------ Texto de leitura ------

(FOLHAPRESS) – Um trio de pacientes tetraplégicos aprendeu a controlar suas cadeiras de rodas com o pensamento, o que permitiu que eles rodassem por um trajeto relativamente complexo, desviando de obstáculos, nos corredores do hospital alemão onde estavam sendo acompanhados.
A pesquisa descrevendo o feito acaba de ser publicada por especialistas americanos e europeus no periódico especializado iScience.
Trata-se de um marco importante nos estudos sobre a chamada interface cérebro-máquina, cuja grande promessa é devolver parte da mobilidade a pessoas paralisadas por meio da robótica e da neurociência. O trabalho, porém, também mostra como esse caminho é complexo: nem todos os participantes conseguiram fazer com que seu cérebro “conversasse” com o computador com a mesma eficiência.
“Nós mostramos que o aprendizado mútuo, envolvendo tanto o usuário quanto o algoritmo da interface cérebro-máquina, são importantes para operar essas cadeiras de rodas com sucesso”, resume o coordenador do estudo, José Millán, da Universidade do Texas em Austin (EUA), em comunicado oficial. Também assinam a pesquisa cientistas da Universidade do Ruhr em Bochum, na Alemanha, da Universidade de Pádua, na Itália, e de outras instituições europeias.
Desde o começo do século 21, os trabalhos que tentam conectar o cérebro com sistemas robóticos têm seguido diferentes caminhos. Alguns têm apostado em implantes cirúrgicos, diretamente conectados aos neurônios, porque assim seria possível obter sinais mais confiáveis da atividade cerebral.

------ Registros apresentados ------

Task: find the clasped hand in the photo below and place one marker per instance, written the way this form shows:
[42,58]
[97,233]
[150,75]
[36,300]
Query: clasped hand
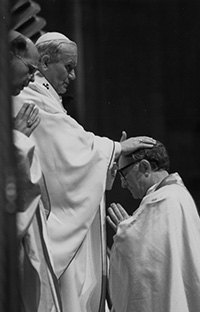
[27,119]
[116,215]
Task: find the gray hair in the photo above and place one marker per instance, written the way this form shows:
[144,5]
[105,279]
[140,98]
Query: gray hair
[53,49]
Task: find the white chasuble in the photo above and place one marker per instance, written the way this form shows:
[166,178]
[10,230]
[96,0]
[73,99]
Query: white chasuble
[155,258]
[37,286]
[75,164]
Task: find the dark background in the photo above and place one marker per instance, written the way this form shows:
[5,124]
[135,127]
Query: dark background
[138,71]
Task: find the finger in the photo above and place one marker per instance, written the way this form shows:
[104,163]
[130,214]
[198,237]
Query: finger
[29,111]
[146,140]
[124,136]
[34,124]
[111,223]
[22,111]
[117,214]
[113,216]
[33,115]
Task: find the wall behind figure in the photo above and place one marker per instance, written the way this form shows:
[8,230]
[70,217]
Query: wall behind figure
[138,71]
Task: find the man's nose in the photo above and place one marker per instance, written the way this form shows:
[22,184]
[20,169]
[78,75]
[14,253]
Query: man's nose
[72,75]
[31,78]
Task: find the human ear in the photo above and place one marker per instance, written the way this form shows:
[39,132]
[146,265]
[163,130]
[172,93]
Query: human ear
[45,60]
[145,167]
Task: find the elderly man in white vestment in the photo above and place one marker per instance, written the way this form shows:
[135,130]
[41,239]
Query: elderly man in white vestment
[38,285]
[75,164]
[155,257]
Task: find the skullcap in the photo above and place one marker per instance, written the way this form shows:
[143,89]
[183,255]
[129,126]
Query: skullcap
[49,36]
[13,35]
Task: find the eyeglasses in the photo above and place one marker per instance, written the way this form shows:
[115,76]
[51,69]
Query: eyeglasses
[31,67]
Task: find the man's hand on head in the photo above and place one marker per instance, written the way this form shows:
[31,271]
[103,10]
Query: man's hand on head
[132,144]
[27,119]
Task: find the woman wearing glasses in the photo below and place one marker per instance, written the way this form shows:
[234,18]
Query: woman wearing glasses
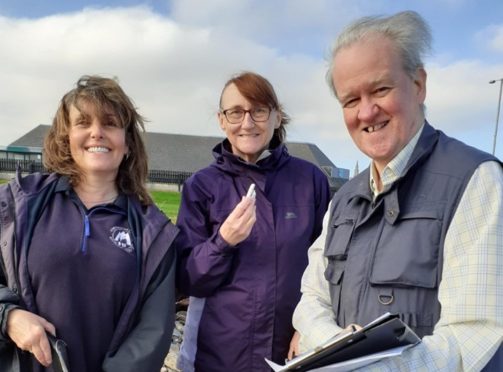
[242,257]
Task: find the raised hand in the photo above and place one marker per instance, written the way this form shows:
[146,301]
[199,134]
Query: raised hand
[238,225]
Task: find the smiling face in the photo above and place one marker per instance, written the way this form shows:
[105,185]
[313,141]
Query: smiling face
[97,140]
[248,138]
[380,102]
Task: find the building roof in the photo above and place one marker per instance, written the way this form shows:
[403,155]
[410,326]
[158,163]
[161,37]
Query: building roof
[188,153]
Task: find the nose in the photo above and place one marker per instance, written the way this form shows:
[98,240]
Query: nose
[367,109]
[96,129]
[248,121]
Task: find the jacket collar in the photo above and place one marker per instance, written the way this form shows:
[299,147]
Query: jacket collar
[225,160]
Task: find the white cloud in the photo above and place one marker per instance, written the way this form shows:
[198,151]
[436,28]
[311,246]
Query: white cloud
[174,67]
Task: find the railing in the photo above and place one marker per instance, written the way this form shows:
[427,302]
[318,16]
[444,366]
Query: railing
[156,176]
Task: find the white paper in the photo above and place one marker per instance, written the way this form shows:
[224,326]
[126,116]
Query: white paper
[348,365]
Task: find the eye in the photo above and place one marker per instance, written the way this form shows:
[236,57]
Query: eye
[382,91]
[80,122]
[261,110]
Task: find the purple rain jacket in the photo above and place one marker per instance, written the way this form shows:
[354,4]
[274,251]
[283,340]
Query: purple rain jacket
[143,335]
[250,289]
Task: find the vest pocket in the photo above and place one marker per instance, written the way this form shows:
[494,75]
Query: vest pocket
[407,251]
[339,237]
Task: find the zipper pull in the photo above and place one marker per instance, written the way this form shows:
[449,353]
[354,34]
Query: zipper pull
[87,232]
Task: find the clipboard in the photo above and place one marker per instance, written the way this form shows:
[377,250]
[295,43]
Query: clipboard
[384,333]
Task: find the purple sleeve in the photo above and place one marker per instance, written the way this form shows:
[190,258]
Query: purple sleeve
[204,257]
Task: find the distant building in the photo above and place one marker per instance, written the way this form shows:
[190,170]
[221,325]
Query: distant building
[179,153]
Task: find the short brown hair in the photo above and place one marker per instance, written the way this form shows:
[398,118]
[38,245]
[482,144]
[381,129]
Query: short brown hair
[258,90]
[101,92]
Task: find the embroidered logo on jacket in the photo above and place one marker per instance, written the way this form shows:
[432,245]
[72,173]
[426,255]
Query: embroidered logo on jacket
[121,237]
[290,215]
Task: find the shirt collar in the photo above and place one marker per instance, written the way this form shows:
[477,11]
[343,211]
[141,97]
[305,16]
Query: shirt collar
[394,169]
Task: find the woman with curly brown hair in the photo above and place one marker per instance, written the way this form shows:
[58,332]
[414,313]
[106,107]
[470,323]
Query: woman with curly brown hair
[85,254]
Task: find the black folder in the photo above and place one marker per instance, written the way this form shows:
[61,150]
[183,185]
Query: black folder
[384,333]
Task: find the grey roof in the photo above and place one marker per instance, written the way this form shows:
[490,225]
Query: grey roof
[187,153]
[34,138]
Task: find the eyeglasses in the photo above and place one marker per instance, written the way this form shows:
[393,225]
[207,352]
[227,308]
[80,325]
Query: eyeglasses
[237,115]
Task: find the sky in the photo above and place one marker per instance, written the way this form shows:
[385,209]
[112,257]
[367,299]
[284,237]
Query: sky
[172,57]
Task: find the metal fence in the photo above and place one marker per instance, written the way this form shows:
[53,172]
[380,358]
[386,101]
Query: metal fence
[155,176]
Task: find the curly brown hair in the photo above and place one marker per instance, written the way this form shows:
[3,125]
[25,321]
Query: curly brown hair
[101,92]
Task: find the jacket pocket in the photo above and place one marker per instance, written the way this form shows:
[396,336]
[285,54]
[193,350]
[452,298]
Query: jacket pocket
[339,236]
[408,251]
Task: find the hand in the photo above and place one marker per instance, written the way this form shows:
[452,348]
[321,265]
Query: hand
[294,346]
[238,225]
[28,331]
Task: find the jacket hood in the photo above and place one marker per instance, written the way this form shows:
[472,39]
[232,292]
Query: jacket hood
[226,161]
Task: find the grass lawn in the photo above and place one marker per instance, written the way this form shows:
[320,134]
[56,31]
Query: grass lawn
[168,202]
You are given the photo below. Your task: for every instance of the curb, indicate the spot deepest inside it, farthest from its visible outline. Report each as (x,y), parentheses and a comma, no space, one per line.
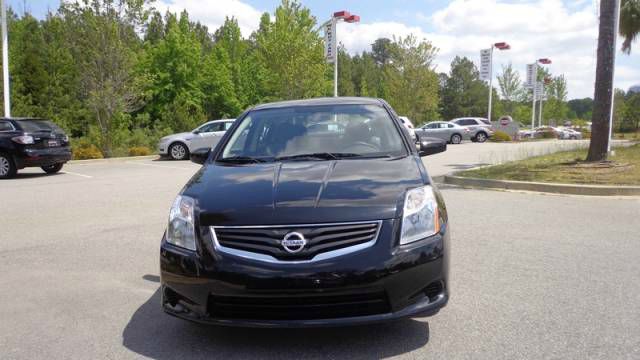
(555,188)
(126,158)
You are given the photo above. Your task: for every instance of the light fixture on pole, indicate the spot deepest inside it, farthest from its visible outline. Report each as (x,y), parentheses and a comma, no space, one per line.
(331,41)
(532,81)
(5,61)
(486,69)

------
------ Registros apresentados ------

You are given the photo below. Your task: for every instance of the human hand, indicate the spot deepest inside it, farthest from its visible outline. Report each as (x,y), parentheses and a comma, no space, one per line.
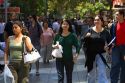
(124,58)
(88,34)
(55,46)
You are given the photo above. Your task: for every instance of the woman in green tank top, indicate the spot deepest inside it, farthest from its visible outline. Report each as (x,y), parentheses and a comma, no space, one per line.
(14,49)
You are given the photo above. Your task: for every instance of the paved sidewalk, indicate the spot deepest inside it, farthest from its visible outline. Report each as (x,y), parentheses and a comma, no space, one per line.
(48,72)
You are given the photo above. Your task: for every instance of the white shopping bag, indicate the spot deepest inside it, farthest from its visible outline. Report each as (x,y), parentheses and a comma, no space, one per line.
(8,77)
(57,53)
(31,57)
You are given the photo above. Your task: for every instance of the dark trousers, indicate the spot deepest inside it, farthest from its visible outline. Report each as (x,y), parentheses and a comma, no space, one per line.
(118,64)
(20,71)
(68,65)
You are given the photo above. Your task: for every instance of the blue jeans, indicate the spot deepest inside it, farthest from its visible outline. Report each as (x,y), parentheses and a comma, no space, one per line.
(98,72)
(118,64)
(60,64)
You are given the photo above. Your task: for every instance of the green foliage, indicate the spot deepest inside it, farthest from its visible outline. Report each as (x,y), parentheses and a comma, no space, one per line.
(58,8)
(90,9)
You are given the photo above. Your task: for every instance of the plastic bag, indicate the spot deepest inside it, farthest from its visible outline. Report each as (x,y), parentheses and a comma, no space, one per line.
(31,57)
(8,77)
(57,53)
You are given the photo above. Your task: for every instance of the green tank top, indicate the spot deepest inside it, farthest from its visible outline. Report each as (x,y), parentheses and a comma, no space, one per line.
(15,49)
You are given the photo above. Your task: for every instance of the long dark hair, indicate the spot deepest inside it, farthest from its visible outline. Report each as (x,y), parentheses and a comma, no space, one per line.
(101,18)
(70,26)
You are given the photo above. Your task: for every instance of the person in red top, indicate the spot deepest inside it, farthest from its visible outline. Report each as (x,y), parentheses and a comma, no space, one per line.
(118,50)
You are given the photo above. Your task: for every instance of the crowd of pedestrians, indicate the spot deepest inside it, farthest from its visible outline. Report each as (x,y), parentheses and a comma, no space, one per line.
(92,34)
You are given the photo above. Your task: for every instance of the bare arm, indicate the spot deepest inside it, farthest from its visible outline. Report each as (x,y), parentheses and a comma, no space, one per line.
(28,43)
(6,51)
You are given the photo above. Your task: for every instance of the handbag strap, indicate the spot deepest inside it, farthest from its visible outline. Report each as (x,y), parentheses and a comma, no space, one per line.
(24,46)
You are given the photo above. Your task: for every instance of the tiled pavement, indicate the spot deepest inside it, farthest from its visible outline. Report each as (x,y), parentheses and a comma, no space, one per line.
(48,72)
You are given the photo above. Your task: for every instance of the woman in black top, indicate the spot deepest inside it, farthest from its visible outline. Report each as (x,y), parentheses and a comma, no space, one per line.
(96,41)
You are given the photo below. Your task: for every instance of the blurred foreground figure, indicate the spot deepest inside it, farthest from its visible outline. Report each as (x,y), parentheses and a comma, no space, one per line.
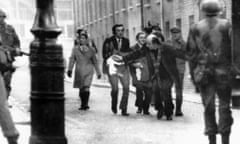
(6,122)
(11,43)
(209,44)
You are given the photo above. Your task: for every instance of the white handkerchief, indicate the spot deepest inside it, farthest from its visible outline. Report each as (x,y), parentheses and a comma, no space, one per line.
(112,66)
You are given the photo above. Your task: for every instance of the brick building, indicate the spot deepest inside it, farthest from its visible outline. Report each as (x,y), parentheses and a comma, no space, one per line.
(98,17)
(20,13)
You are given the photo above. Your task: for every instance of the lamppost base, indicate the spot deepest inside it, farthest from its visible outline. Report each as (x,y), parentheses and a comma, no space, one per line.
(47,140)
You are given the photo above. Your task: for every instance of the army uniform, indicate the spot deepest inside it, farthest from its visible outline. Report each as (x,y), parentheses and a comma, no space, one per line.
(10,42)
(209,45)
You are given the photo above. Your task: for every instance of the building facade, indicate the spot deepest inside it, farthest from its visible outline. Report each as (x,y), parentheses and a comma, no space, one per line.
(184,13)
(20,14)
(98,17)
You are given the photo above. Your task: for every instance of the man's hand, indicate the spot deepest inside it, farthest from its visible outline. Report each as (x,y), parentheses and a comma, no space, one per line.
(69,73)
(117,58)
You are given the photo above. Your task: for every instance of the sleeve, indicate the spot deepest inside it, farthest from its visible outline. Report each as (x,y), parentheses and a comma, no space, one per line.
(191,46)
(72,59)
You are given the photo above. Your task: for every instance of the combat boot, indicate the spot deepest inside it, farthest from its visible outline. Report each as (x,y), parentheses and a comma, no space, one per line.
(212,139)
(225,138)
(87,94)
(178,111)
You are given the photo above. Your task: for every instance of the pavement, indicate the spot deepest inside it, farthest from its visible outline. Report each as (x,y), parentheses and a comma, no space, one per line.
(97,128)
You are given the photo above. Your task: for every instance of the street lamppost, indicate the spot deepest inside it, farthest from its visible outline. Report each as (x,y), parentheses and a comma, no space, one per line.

------

## Verifique sua compreensão
A. Segundo o texto de leitura, em qual periódico foi publicada a pesquisa?
B. Transcreva do texto de leitura o trecho que começa em "A pesquisa descrevendo" e termina em "a mesma eficiência.".
Os registros não têm relação com o texto de leitura.

## Soluções das tarefas
A. No periódico especializado iScience.

B.
A pesquisa descrevendo o feito acaba de ser publicada por especialistas americanos e europeus no periódico especializado iScience.
Trata-se de um marco importante nos estudos sobre a chamada interface cérebro-máquina, cuja grande promessa é devolver parte da mobilidade a pessoas paralisadas por meio da robótica e da neurociência. O trabalho, porém, também mostra como esse caminho é complexo: nem todos os participantes conseguiram fazer com que seu cérebro “conversasse” com o computador com a mesma eficiência.